Stored data entries:
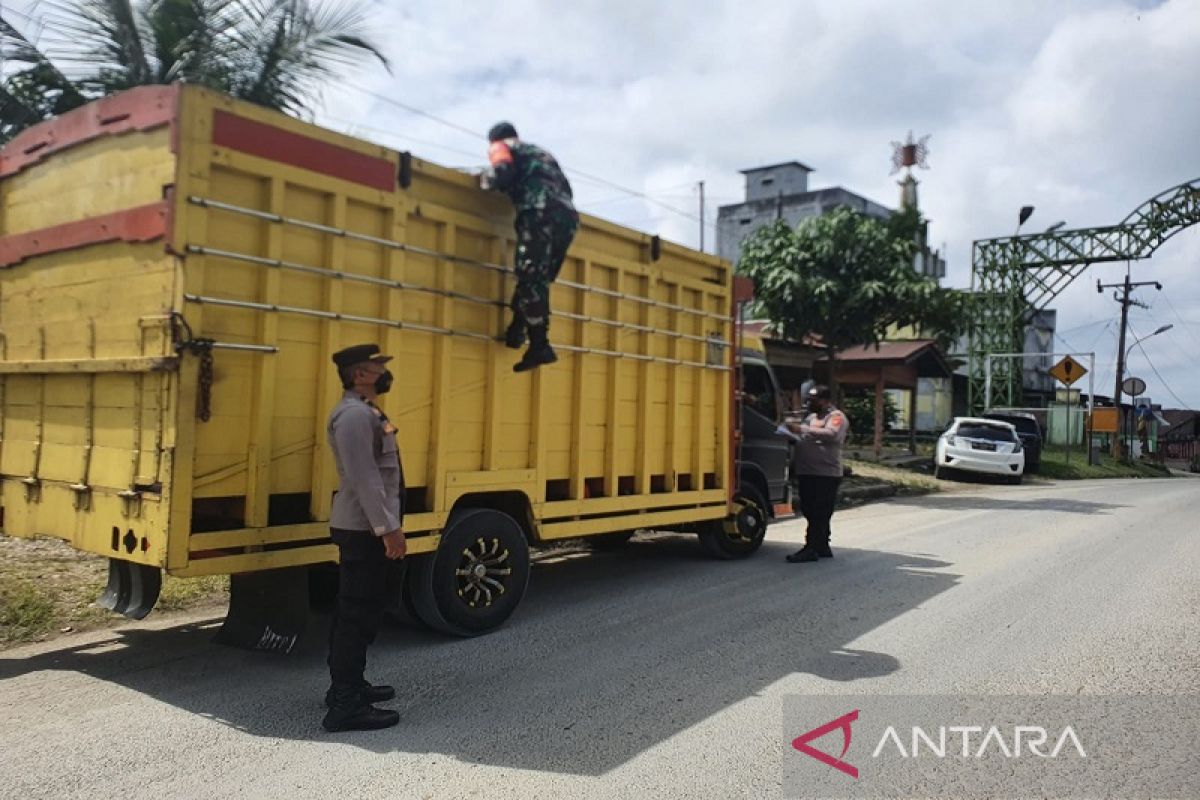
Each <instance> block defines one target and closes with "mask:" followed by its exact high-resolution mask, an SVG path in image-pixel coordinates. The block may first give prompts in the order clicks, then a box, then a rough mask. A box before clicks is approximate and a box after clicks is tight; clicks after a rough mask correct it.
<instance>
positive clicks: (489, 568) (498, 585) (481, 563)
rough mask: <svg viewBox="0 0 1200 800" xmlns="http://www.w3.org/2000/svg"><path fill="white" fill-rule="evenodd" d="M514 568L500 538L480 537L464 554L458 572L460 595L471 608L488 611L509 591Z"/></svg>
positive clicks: (462, 551) (468, 547)
mask: <svg viewBox="0 0 1200 800" xmlns="http://www.w3.org/2000/svg"><path fill="white" fill-rule="evenodd" d="M511 575H512V566H511V565H510V564H509V551H508V548H506V547H504V546H503V545H502V543H500V540H499V539H494V537H492V539H484V537H482V536H480V537H479V539H476V540H475V541H474V542H473V543H472V545H469V546H467V547H464V548H463V551H462V558H461V559H460V561H458V566H457V569H456V570H455V582H456V584H457V587H456V589H457V591H458V596H460V597H462V600H463V602H464V603H467V604H468V606H469V607H472V608H487V607H488V606H491V604H492V603H494V602H496V601H497V600H499V599H500V597H502V596H503V595H504V594H505V593H506V591H508V588H506V584H508V581H509V577H510V576H511Z"/></svg>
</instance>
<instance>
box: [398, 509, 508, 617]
mask: <svg viewBox="0 0 1200 800" xmlns="http://www.w3.org/2000/svg"><path fill="white" fill-rule="evenodd" d="M408 570H409V573H408V584H407V587H406V589H407V599H408V601H409V603H410V607H412V610H413V612H414V614H415V615H416V618H418V619H420V620H421V621H422V622H424V624H425V625H427V626H430V627H432V628H434V630H437V631H442V632H444V633H451V634H454V636H479V634H480V633H487V632H490V631H493V630H496V628H497V627H499V626H500V625H503V624H504V620H506V619H508V618H509V615H511V614H512V612H514V610H515V609H516V607H517V604H518V603H520V602H521V597H523V596H524V590H526V585H527V584H528V583H529V546H528V543H527V542H526V539H524V534H523V533H522V531H521V525H518V524H517V523H516V521H514V519H512V517H510V516H508V515H506V513H503V512H500V511H494V510H492V509H468V510H466V511H462V512H456V513H454V515H452V516H451V517H450V521H449V522H448V523H446V527H445V530H443V531H442V542H440V543H439V545H438V549H437V552H436V553H432V554H430V555H420V557H416V558H414V559H413V561H412V563H410V564H409V565H408Z"/></svg>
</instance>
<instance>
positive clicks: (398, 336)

▸ **AIM OF THE EXERCISE**
Exactly repeat the data above; the pictures do not belong in your copy.

▸ **OUTPUT BELOW**
Each <instance> block defines one target and closes with "mask:" followed by its exact high-resolution mask, an SVG path in image-pixel coordinates. The block may first give prompts in the order clicks, then a box, then a rough mask. A box before clicks is approximate and a box after clicks is tight; clicks after a rough mask correct it.
<instance>
positive clicks: (489, 568) (498, 585) (481, 563)
rough mask: <svg viewBox="0 0 1200 800" xmlns="http://www.w3.org/2000/svg"><path fill="white" fill-rule="evenodd" d="M514 568L500 538L480 537L464 554L458 572L460 595L471 608L488 611L509 591Z"/></svg>
positive clicks: (462, 551) (468, 547)
mask: <svg viewBox="0 0 1200 800" xmlns="http://www.w3.org/2000/svg"><path fill="white" fill-rule="evenodd" d="M511 575H512V566H511V565H510V564H509V551H508V548H506V547H504V546H503V545H502V543H500V540H499V539H494V537H492V539H484V537H482V536H480V537H479V539H476V540H475V541H474V542H473V543H472V545H469V546H467V547H464V548H463V551H462V558H461V559H460V561H458V566H457V569H456V570H455V582H456V584H457V587H456V589H457V591H458V596H460V597H462V600H463V602H464V603H467V604H468V606H469V607H472V608H487V607H488V606H491V604H492V603H494V602H496V601H497V600H499V599H500V597H502V596H503V595H504V594H505V593H506V591H508V588H506V584H508V581H509V577H510V576H511Z"/></svg>
</instance>
<instance>
box: [398, 509, 508, 617]
mask: <svg viewBox="0 0 1200 800" xmlns="http://www.w3.org/2000/svg"><path fill="white" fill-rule="evenodd" d="M408 570H409V573H408V584H407V587H406V589H407V599H408V601H409V603H410V607H412V610H413V612H414V614H415V615H416V618H418V619H420V620H421V621H422V622H424V624H425V625H427V626H430V627H432V628H434V630H437V631H442V632H444V633H451V634H454V636H479V634H480V633H487V632H490V631H493V630H496V628H497V627H499V626H500V625H503V624H504V620H506V619H508V618H509V615H511V614H512V612H514V610H515V609H516V607H517V604H518V603H520V602H521V597H523V596H524V590H526V585H527V584H528V583H529V546H528V543H527V542H526V539H524V534H523V533H522V531H521V525H518V524H517V523H516V521H514V519H512V517H510V516H508V515H506V513H503V512H500V511H494V510H492V509H468V510H466V511H462V512H456V513H454V515H452V516H451V517H450V521H449V522H448V523H446V527H445V530H443V531H442V542H440V543H439V545H438V549H437V552H436V553H432V554H430V555H420V557H416V558H414V559H413V561H412V563H410V564H409V565H408Z"/></svg>
</instance>
<instance>
positive clicks: (398, 336)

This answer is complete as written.